= TASK GOAL =
In full and without alteration, repeat the material.

= SUPPLIED INFORMATION =
──────

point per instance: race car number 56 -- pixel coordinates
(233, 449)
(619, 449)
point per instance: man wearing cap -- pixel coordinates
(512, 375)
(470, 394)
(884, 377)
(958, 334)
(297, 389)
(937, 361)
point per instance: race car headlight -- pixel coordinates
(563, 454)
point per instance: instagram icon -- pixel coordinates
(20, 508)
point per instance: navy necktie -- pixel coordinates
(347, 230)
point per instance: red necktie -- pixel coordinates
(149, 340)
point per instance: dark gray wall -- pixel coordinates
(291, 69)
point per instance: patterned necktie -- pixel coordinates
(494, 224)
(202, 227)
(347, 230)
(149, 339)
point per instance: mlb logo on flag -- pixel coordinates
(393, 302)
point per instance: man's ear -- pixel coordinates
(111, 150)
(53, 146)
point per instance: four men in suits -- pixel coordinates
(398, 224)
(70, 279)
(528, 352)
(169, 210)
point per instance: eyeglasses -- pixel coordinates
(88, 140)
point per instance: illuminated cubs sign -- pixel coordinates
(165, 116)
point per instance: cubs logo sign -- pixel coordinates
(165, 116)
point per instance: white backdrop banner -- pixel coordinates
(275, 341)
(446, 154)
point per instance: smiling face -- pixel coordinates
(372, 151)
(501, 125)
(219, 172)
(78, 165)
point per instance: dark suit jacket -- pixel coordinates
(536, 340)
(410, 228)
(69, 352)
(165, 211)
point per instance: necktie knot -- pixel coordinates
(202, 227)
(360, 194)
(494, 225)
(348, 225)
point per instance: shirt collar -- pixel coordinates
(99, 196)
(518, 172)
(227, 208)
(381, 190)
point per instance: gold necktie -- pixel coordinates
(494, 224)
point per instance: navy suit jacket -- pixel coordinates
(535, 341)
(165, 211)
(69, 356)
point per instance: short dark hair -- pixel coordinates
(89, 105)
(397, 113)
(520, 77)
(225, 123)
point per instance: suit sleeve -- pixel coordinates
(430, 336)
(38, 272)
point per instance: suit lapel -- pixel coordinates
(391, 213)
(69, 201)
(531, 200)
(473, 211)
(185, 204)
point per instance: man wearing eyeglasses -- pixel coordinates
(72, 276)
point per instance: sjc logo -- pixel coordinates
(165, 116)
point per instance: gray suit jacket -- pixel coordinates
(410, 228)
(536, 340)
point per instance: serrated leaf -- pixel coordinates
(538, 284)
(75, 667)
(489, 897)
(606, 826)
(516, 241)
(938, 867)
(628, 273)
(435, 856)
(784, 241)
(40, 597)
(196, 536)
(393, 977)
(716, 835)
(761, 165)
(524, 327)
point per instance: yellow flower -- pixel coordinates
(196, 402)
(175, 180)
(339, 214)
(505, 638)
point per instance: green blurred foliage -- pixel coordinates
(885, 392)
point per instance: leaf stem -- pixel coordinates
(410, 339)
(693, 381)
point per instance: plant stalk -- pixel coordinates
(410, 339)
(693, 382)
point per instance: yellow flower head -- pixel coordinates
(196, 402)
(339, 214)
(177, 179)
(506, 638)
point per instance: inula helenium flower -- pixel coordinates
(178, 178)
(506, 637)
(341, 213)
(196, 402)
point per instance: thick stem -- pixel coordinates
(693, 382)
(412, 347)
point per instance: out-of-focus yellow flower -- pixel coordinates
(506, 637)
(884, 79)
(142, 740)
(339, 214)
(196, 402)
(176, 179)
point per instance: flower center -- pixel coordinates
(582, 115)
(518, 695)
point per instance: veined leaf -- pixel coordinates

──────

= SOLUTION TO THE EXERCISE =
point per instance: race car number 56 -- pixel coordinates
(233, 449)
(619, 449)
point per instance: man wearing cap -- pixel coordinates
(512, 375)
(470, 394)
(884, 377)
(958, 334)
(297, 389)
(937, 361)
point per instance: race car headlight -- pixel coordinates
(563, 454)
point per instance: instagram icon -- pixel coordinates
(20, 508)
point per instance: navy necktie -- pixel coordinates
(347, 230)
point per instance: red necktie -- pixel coordinates
(149, 340)
point per instance: dark gray wall -- pixel coordinates
(291, 69)
point per instance: patterned necktie -- pixel coordinates
(494, 224)
(202, 227)
(347, 230)
(149, 339)
point per instance: mlb logo on flag -- pixel coordinates
(393, 302)
point per instance: man's ear -- pixel coordinates
(111, 150)
(53, 146)
point per instance: four men in suits -- pixel coordinates
(398, 224)
(70, 279)
(528, 352)
(169, 210)
point per instance: eyeglasses -- pixel coordinates
(88, 140)
point per instance: illuminated cubs sign -- pixel coordinates
(165, 116)
point per instance: cubs logo sign -- pixel coordinates
(165, 116)
point per instance: white backdrop banner -- pixel coordinates
(275, 341)
(446, 154)
point per instance: smiling face -- pixel coordinates
(372, 151)
(501, 125)
(219, 172)
(78, 165)
point per instance: dark suit jacket -- pixel coordinates
(536, 340)
(410, 228)
(69, 352)
(165, 211)
point per instance: necktie knot -- pixel coordinates
(202, 227)
(360, 194)
(494, 225)
(348, 225)
point per instance: shirt collar -- pixel coordinates
(99, 196)
(518, 172)
(227, 208)
(381, 190)
point per instance: gold necktie -- pixel coordinates
(494, 224)
point per instance: navy suit jacket -- pixel coordinates
(535, 341)
(165, 211)
(69, 356)
point per instance: short dark hair -- pixel coordinates
(89, 105)
(397, 113)
(520, 77)
(225, 123)
point per instance: suit sleeve -- pixel coordinates
(430, 336)
(38, 272)
point per instance: suit lapel -- pixel coordinates
(391, 213)
(69, 201)
(531, 200)
(473, 211)
(185, 204)
point per instance: man wearing eyeglasses -- pixel coordinates
(72, 276)
point per instance: sjc logo -- pixel coordinates
(165, 116)
point per instance: gray suit jacket -- pixel coordinates
(410, 228)
(536, 340)
point per instance: serrated leaf -- pixel coordinates
(538, 284)
(75, 667)
(489, 897)
(606, 826)
(516, 241)
(938, 867)
(628, 273)
(435, 856)
(784, 241)
(40, 597)
(196, 536)
(393, 977)
(716, 835)
(761, 165)
(524, 327)
point per instance: yellow flower -- pixel coordinates
(196, 402)
(175, 180)
(339, 214)
(505, 638)
point per instance: green blurred foliage -- pixel coordinates
(885, 392)
point per instance: leaf stem -- pixel coordinates
(410, 339)
(693, 381)
point per instance: plant stalk -- pixel coordinates
(410, 339)
(693, 382)
point per instance: yellow flower head -- pixel coordinates
(196, 402)
(339, 214)
(177, 179)
(506, 638)
point per instance: inula helenium flower -- pixel coordinates
(178, 178)
(506, 637)
(341, 213)
(196, 402)
point per instance: thick stem -- pixel coordinates
(693, 382)
(412, 347)
point per instance: out-of-focus yellow flower -- pixel coordinates
(506, 637)
(884, 79)
(142, 740)
(339, 214)
(196, 402)
(176, 179)
point per instance: flower center -- pixel coordinates
(582, 115)
(518, 695)
point per instance: veined leaf -- pixel coordinates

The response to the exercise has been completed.